Records for processing

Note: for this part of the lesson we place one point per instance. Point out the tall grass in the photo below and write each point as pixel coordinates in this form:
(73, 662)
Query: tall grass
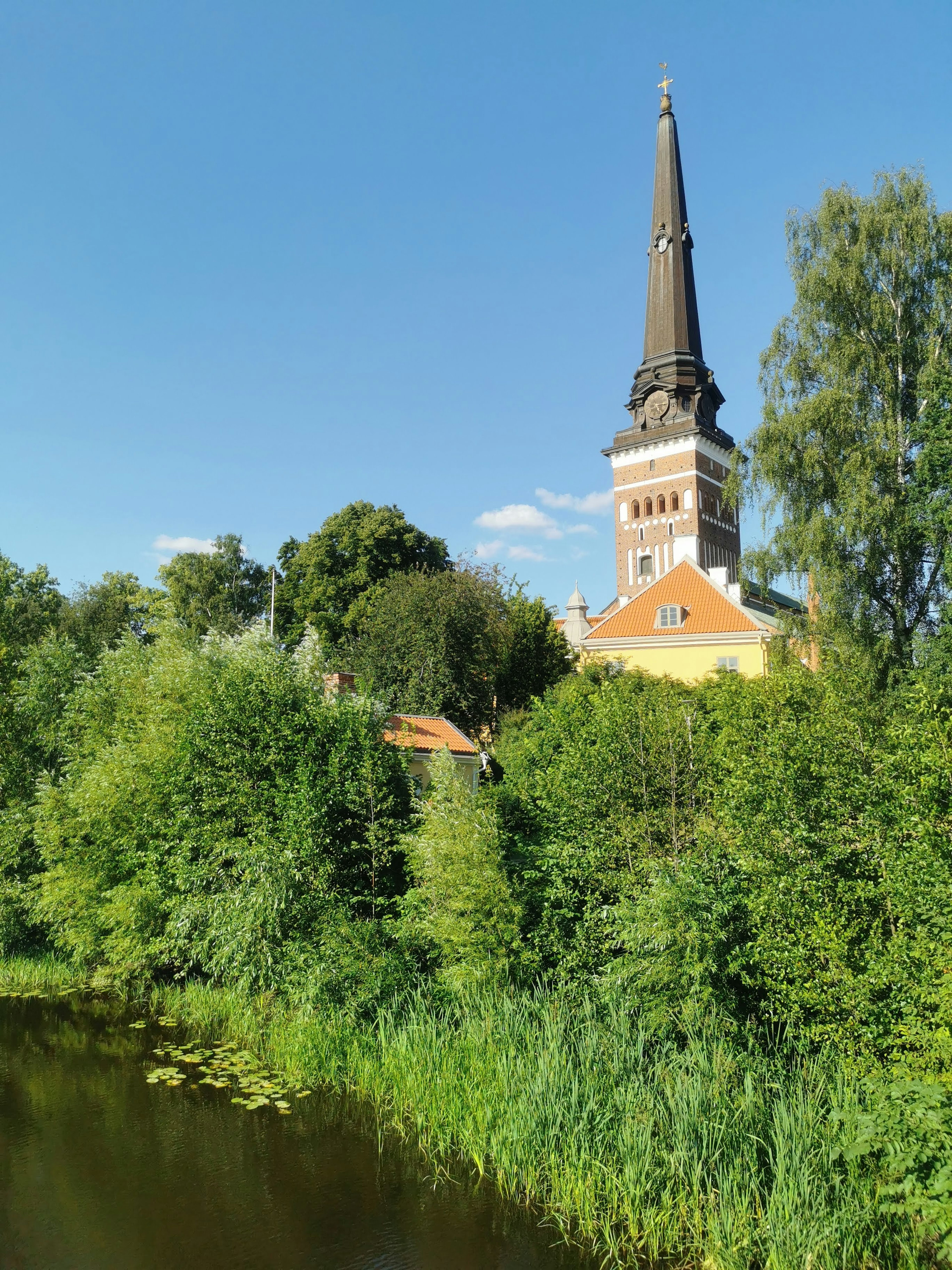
(705, 1154)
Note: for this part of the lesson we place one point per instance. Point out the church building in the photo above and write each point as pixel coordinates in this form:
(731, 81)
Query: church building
(678, 607)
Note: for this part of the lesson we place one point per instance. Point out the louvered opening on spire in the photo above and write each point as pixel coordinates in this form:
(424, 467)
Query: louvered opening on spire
(671, 318)
(673, 392)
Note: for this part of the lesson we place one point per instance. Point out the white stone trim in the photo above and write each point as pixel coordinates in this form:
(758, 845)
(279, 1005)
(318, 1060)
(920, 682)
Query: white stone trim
(682, 446)
(704, 638)
(672, 479)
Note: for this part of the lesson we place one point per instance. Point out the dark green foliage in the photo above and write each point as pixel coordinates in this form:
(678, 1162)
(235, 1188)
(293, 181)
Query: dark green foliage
(907, 1131)
(433, 642)
(855, 450)
(98, 615)
(30, 605)
(223, 591)
(457, 644)
(535, 656)
(355, 550)
(461, 906)
(601, 780)
(777, 849)
(219, 816)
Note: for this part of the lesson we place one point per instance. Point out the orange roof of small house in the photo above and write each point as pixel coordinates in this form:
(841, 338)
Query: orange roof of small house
(710, 610)
(427, 733)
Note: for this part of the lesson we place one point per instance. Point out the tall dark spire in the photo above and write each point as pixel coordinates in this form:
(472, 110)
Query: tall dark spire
(671, 318)
(673, 388)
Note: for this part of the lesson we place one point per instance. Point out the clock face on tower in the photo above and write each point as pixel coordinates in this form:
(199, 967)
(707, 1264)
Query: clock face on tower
(657, 404)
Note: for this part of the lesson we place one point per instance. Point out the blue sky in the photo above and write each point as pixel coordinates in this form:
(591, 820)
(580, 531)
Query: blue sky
(261, 260)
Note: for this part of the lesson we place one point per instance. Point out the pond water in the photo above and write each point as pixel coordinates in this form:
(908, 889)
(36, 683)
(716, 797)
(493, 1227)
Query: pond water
(102, 1170)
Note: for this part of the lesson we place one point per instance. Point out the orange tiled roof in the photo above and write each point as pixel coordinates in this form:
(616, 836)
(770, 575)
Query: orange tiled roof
(710, 610)
(427, 732)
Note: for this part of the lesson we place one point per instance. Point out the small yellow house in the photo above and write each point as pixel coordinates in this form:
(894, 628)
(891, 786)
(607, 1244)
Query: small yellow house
(686, 624)
(424, 736)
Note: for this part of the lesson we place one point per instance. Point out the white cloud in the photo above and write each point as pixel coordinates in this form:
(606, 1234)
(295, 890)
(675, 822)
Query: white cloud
(520, 553)
(521, 516)
(166, 544)
(598, 502)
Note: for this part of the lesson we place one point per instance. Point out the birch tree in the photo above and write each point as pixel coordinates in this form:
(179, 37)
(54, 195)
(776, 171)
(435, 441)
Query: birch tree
(854, 456)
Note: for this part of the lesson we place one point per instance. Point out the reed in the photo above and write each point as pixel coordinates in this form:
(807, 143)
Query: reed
(702, 1154)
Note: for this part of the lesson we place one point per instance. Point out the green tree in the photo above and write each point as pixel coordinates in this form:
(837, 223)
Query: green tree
(855, 449)
(536, 656)
(432, 643)
(30, 605)
(461, 903)
(219, 816)
(355, 550)
(223, 591)
(602, 779)
(97, 616)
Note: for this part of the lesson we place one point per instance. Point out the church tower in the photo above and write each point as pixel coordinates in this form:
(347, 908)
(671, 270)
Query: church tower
(671, 462)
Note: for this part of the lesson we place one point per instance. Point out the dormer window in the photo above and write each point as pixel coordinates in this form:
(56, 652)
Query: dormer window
(668, 616)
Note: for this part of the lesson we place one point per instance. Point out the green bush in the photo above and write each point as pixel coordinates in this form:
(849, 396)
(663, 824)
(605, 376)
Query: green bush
(218, 816)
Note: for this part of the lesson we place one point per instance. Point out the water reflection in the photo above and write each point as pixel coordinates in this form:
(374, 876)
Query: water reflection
(99, 1170)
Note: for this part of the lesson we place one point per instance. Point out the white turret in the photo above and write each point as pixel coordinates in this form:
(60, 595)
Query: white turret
(577, 624)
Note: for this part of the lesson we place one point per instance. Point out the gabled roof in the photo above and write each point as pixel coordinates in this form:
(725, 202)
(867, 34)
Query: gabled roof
(711, 611)
(427, 733)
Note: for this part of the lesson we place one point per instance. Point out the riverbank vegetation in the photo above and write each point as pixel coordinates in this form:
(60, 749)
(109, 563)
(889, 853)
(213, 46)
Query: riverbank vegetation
(680, 973)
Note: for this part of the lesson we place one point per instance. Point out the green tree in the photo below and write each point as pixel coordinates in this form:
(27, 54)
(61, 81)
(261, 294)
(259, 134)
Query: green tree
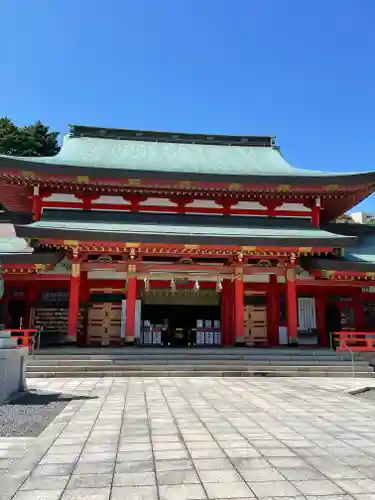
(30, 140)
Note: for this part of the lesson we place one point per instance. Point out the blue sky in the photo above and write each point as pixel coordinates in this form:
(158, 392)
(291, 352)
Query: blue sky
(301, 70)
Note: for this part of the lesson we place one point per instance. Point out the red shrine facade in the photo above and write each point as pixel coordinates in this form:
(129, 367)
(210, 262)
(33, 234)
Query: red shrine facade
(149, 238)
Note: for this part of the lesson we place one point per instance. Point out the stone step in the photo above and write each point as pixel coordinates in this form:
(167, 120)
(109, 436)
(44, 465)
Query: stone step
(190, 361)
(189, 373)
(198, 351)
(195, 367)
(194, 355)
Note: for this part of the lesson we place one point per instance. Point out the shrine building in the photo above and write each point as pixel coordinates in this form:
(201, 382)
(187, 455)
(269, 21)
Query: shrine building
(137, 237)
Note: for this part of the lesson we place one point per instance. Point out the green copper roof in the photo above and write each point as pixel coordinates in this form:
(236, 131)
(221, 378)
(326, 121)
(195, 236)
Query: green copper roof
(134, 151)
(156, 229)
(170, 157)
(151, 228)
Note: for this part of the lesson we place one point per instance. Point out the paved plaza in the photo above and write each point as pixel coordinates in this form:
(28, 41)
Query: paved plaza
(198, 438)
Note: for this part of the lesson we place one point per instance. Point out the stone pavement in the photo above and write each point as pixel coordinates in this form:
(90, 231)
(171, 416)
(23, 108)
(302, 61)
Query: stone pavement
(198, 438)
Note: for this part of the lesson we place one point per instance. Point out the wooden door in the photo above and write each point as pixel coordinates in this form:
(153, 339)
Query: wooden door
(255, 331)
(104, 324)
(114, 323)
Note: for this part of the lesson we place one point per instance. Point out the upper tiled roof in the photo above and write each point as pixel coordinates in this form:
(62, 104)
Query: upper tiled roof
(174, 153)
(192, 229)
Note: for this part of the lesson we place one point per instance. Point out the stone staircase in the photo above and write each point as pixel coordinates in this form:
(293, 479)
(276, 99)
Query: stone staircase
(197, 362)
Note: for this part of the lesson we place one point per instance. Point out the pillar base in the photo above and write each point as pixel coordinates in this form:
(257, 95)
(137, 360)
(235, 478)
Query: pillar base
(293, 342)
(240, 343)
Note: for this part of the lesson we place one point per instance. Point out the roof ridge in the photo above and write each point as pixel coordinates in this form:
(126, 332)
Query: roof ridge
(81, 131)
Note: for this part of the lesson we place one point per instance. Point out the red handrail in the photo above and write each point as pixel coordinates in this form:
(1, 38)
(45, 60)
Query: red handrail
(356, 341)
(26, 335)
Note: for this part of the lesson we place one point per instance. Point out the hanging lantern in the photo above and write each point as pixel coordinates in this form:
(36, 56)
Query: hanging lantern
(1, 283)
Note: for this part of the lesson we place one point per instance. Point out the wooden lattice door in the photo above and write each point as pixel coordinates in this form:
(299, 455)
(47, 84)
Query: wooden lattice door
(255, 319)
(104, 323)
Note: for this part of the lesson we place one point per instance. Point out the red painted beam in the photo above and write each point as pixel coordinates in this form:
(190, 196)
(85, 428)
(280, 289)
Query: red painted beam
(174, 209)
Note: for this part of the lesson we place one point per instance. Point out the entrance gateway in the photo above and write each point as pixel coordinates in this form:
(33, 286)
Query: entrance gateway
(128, 237)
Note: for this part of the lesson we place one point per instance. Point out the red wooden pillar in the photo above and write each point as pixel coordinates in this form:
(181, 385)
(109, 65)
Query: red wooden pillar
(73, 312)
(37, 204)
(291, 304)
(239, 310)
(131, 297)
(226, 314)
(315, 213)
(273, 311)
(320, 304)
(359, 316)
(84, 297)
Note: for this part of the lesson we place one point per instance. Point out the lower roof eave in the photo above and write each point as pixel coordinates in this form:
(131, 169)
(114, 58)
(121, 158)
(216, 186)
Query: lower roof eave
(338, 265)
(31, 231)
(96, 174)
(43, 258)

Your instructions
Return, without any change, the lines of the rows from the line with "out the lower" up to and including the last line of the rows.

Result below
Note: for this part of the lesson we place one point per instance. Point out the lower roof eave in the photo above and write each point as pixel coordinates in this form:
(131, 169)
(114, 58)
(121, 158)
(216, 186)
Query: lower roof eave
(338, 265)
(31, 231)
(96, 174)
(43, 258)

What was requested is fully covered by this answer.